### WRITTEN EXERCISE
Retype the material below word for word, beginning at the line that has "Exercise. Mark every instance of the orange" and stopping after the line that has "[(173, 561), (760, 375), (560, 351), (938, 543), (862, 509)]".
### SOURCE MATERIAL ###
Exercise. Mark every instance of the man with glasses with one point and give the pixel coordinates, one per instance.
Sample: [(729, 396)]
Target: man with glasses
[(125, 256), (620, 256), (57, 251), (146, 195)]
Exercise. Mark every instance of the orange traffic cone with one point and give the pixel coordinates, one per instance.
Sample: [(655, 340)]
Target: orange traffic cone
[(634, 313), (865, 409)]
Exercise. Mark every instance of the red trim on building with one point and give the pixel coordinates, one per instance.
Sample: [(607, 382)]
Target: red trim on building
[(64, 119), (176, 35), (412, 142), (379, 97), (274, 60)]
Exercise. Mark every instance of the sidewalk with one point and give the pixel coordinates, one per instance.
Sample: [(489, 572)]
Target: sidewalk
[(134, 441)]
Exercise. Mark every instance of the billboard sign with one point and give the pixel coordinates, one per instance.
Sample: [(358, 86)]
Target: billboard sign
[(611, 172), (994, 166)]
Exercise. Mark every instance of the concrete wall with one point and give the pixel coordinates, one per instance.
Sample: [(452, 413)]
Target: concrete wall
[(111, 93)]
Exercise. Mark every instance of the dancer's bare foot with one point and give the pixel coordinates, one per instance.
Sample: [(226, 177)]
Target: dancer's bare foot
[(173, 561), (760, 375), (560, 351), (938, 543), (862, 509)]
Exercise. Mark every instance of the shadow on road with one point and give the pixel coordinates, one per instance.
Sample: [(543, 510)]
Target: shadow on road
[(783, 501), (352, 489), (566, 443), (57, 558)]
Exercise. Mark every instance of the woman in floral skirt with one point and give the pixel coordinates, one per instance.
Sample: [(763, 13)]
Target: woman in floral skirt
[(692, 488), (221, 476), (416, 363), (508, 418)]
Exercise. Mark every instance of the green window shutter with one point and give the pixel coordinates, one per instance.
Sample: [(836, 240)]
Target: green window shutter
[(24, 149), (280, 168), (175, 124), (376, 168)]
###
### SOURCE MATERIAL ###
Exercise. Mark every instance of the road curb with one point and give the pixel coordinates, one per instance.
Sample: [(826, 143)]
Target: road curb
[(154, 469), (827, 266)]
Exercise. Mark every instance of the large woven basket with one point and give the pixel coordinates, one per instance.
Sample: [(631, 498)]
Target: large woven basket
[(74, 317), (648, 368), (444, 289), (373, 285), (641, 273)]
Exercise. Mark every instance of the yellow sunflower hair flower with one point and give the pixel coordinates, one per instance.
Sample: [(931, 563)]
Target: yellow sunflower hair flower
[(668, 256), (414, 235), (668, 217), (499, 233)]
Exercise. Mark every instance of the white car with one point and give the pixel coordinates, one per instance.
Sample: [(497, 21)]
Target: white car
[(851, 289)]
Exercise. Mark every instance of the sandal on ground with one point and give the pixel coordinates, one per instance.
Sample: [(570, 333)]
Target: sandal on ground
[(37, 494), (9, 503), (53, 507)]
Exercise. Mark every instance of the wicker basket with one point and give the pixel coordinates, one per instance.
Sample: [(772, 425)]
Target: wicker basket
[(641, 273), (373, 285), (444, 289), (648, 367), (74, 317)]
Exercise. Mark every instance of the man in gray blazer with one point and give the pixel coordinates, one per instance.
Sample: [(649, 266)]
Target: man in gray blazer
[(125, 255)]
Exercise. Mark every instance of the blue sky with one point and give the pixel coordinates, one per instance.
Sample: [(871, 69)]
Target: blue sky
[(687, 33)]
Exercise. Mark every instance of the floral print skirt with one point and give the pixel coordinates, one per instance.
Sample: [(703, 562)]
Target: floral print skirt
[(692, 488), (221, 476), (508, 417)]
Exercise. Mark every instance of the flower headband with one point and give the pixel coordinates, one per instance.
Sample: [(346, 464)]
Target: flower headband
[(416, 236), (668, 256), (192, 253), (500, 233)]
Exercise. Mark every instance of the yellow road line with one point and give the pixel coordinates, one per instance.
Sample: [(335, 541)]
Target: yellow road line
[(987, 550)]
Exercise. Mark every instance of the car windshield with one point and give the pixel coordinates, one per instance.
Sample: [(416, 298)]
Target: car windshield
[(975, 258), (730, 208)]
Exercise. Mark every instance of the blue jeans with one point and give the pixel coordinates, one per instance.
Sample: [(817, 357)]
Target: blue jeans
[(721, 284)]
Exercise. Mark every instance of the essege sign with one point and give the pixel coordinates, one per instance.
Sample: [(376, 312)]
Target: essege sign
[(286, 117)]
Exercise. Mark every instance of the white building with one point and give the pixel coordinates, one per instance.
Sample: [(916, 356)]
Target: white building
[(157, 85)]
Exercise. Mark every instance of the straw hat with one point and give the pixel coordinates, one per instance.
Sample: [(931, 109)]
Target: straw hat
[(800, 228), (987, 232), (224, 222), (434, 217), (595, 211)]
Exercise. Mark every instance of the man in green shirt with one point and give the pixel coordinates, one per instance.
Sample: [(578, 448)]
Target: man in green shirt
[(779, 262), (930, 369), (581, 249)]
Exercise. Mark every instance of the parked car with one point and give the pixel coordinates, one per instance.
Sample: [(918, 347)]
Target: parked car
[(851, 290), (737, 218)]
###
### FINAL ANSWER
Exercise. Mark every instance of the orange traffic cone with one point and give the pixel coordinates, one per instance.
Sample: [(655, 340)]
Target: orange traffic cone
[(634, 313), (865, 409)]
Exercise. Mark every instance of the red trim on building with one point and give the pixel coordinates, one per instance.
Sample: [(607, 382)]
Target: red trim on building
[(64, 119), (176, 35), (412, 142), (379, 97), (274, 60)]
Exercise. Mark every instance of the sidewalk with one point and give the pixel coordinates, one per instance.
Sample: [(489, 572)]
Target: sidewalk
[(134, 441)]
Exercise. Mark every instance of the billboard sign with one point and give the pixel coordinates, one per instance.
Sample: [(358, 86)]
Target: billboard sign
[(611, 172), (994, 166)]
Exercise. Mark every instance of the concrete wall with one point and give the pixel coordinates, one per instance.
Sample: [(452, 413)]
Target: concrete wall
[(111, 93)]
Exercise. Mark every instance of the dancer's bare foot with one point and give the pixel coordinates, one per instance.
Sample: [(226, 177)]
Target: dancer's bare foot
[(173, 561), (760, 375), (560, 351), (938, 543), (862, 509)]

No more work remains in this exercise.